# Anomaly Detection using K-Means and Spectral Clustering

## First: Importing the necessary libraries

In [3]:
import numpy as np
import pandas as pd
import time
from sklearn.preprocessing import OneHotEncoder
from sklearn.compose import ColumnTransformer
from sklearn.preprocessing import StandardScaler

## Second: Importing the dataset and preprocessing it

- We first load the data from the CSVs.
- We then proceed with preprocessing the data as follows:
    1. Split the labels from the data (last column) and place them in separate dataframes.
    2. Encode the categorical data using into one-hot vectors using the OneHotEncoder class.
    3. Scale the features using the StandardScaler class.

In [31]:
# Loading the data as indicated in the assignment
# kddcup.data.corrected is the training data, corrected is the testing data
training_data = pd.read_csv( 'archive/kddcup.data.corrected', header=None )
testing_data = pd.read_csv( 'archive/corrected', header=None )

# Separating the labels (last column) from the features in the training and testing data
X_train = training_data.iloc[:, :-1]
y_train = training_data.iloc[:, -1]

X_test = testing_data.iloc[:, :-1]
y_test = testing_data.iloc[:, -1]

# Concatenating the training and testing data vertically to perform OneHotEncoding on all the categorical features
X = pd.concat( [X_train, X_test] )

# Encoding the features into one-hot vectors using OneHotEncoder
# ColumnTransformer is used to apply the OneHotEncoder to the second, third and fourth columns (categorical features)
# The remainder is set to 'passthrough' to keep the other columns unchanged (numerical features)

- Supplied records -
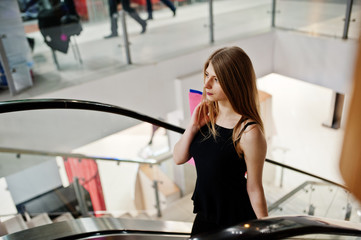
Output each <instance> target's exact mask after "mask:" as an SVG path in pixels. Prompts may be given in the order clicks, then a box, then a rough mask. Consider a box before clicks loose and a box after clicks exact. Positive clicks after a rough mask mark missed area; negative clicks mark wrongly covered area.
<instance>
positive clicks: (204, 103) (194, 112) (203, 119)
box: [190, 101, 209, 129]
mask: <svg viewBox="0 0 361 240" xmlns="http://www.w3.org/2000/svg"><path fill="white" fill-rule="evenodd" d="M208 108H209V107H208V103H207V102H204V101H202V102H200V103H199V104H198V105H197V106H196V108H195V109H194V111H193V114H192V118H191V122H190V124H191V125H192V126H194V127H196V128H197V129H199V128H201V127H203V126H204V125H205V124H206V123H207V122H209V117H208Z"/></svg>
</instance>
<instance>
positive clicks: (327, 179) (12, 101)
mask: <svg viewBox="0 0 361 240" xmlns="http://www.w3.org/2000/svg"><path fill="white" fill-rule="evenodd" d="M42 109H79V110H92V111H100V112H107V113H113V114H118V115H123V116H126V117H130V118H135V119H137V120H140V121H143V122H148V123H150V124H153V125H157V126H160V127H163V128H165V129H167V130H171V131H174V132H177V133H180V134H182V133H183V132H184V131H185V130H184V128H181V127H178V126H175V125H173V124H170V123H166V122H164V121H161V120H159V119H156V118H153V117H150V116H147V115H144V114H140V113H137V112H135V111H132V110H129V109H125V108H122V107H119V106H115V105H111V104H106V103H100V102H94V101H87V100H78V99H51V98H50V99H23V100H11V101H3V102H0V114H1V113H9V112H19V111H28V110H42ZM27 152H31V151H30V150H27ZM19 153H21V152H19ZM58 155H60V156H61V155H64V156H67V155H68V154H65V153H64V154H62V153H58ZM109 160H111V159H109ZM266 162H268V163H270V164H273V165H277V166H280V167H283V168H286V169H289V170H292V171H295V172H298V173H301V174H305V175H308V176H311V177H314V178H316V179H319V180H322V181H325V182H327V183H330V184H333V185H336V186H339V187H341V188H344V189H346V190H348V189H347V187H346V186H343V185H342V184H339V183H336V182H334V181H331V180H328V179H326V178H323V177H320V176H317V175H315V174H312V173H308V172H305V171H303V170H300V169H297V168H294V167H291V166H289V165H286V164H283V163H279V162H277V161H274V160H271V159H266Z"/></svg>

- Exercise aim -
Continue the K-Means and spectral clustering anomaly detection notebook above, picking up right after its last comment line.

- Result -
col_trans = ColumnTransformer( transformers=[('encoder', OneHotEncoder(), [1, 2, 3])], remainder='passthrough' )
X = col_trans.fit_transform(X)

# Separating the training and testing data again after OneHotEncoding
X_train = X[:len(X_train)]
X_test = X[len(X_train):]

# Feature Scaling since some features have a much higher range than others
scaler = StandardScaler()
X_train = pd.DataFrame( scaler.fit_transform( X_train ) )
X_test = pd.DataFrame( scaler.transform( X_test ) )

In [32]:
# Randomly picking 10000 samples from the training data to speed up the training process (for testing purposes only)
X_train = X_train.sample(10000, random_state=0)

In [33]:
try:
    print('Number of unique labels in the training data: ', len(y_train.unique()))
    print('-' * 30)
    print('Number of unique labels in the testing data: ', len(y_test.unique()))
except NameError:
    print('\033[91m' + 'NameError: y_train or y_test is not defined' + '\033[0m')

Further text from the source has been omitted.